Kuta and Bali and Coming Home.

by Lori Dwyer on June 13, 2013 · 1 comment

It’s only after flying out of the place that I appreciate its organised chaos for what it was. Pangkalan Bun is, by Indonesian standards, not a ‘city’ but a ‘town’. In comparison to Jakarta, Bali and Kuta (which is all I have to compare it to, really), Pangkalan Bun was quiet and peaceful; it’s pace productive but slow.

Surabaya Airport is mind-blowing after five days in Borneo. It assaults the senses. Noise- not unpleasant but just so there, constantly burbling. So much colour, brightly jarring after the thousand shades of green in the jungle. Cloying smells, tangled luggage, a rush of people.

Again, I’m struck by the politeness of people. It’s efficient disorganisation. Everyone seems to know exactly where to go and what to do. Except us. Not that anyone seems bothered by that at all.

Erin and I nearly faint with happiness at the sight of a Starbucks. And we shop, in a way that only women who’ve been moored in the jungle for five days can.

 

surabaya

***

Arriving back in Bali is a let-down and a God-send, both at once. Our hotel in Kuta was nice but nothing special on the first night we stayed here, before we went to Borneo. It now feels like the absolute mecca of luxury.

Even the artificial ’fresh laundry’ scent pumped into the tiny elevator is invigorating rather than gag-inducing. The beds feel like fluffy clouds. We order room service and Bintang. And I sleep, uninterrupted and with no bad dreams, for twelve hours straight.

***

The next day, I find enough energy to get up and dressed by midday. There’s four hours to fill between hotel check-out and leaving for Denpasar Airport to fly home. Still exhausted and slightly overwhelmed by the sheer number of people around us after days of relative quiet, Erin and I decide on doing nothing more ambitious than a shopping trip to Kuta Square.

That may have been a mistake.

Kuta Square is a temple to human consumerism. There’s a department store with a whole floor devoted to tacky ‘I Heart Bali’ souvenirs. Cultural significance is of no concern here- everything from bongo drums to dream-catchers in every lurid color of the rainbow.

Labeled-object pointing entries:
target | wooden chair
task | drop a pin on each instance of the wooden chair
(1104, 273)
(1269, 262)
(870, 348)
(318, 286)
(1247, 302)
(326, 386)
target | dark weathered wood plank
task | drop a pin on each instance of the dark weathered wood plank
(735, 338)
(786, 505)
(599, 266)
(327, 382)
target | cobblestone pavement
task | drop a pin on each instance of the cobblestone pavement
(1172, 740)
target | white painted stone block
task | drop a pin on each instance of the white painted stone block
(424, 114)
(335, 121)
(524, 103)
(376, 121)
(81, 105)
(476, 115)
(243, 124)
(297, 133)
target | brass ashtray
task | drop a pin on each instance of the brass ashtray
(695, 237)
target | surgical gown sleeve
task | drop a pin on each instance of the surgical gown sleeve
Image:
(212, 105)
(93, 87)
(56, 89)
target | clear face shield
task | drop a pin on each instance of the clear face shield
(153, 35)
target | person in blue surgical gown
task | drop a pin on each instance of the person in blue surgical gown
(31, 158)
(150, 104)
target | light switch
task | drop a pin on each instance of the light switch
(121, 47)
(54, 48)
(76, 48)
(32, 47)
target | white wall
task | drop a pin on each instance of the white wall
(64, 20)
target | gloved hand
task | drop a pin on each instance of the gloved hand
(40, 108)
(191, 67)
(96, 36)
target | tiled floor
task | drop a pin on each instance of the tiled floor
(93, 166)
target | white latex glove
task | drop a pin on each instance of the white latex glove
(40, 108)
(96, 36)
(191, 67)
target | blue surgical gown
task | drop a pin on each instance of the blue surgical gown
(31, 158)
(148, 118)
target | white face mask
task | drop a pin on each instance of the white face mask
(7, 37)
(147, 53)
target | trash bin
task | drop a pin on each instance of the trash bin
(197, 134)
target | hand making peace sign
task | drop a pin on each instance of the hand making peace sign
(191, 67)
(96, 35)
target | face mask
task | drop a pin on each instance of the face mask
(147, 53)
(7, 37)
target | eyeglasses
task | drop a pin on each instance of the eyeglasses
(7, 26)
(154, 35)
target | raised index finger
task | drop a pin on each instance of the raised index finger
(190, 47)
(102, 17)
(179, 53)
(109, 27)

** INSTRUCTIONS **
1. Translate this sentence from the Bali travel post into Spanish: "Kuta Square is a temple to human consumerism."
2. Reproduce the lines of the records, starting with the line that contains "target | gloved hand" and continuing through the end of the records.

** SOLUTIONS **
1. Kuta Square es un templo al consumismo humano.

2.
target | gloved hand
task | drop a pin on each instance of the gloved hand
(40, 108)
(191, 67)
(96, 36)
target | tiled floor
task | drop a pin on each instance of the tiled floor
(93, 166)
target | white latex glove
task | drop a pin on each instance of the white latex glove
(40, 108)
(96, 36)
(191, 67)
target | blue surgical gown
task | drop a pin on each instance of the blue surgical gown
(31, 158)
(148, 118)
target | white face mask
task | drop a pin on each instance of the white face mask
(7, 37)
(147, 53)
target | trash bin
task | drop a pin on each instance of the trash bin
(197, 134)
target | hand making peace sign
task | drop a pin on each instance of the hand making peace sign
(191, 67)
(96, 35)
target | face mask
task | drop a pin on each instance of the face mask
(147, 53)
(7, 37)
target | eyeglasses
task | drop a pin on each instance of the eyeglasses
(7, 26)
(154, 35)
target | raised index finger
task | drop a pin on each instance of the raised index finger
(190, 47)
(102, 17)
(179, 53)
(109, 27)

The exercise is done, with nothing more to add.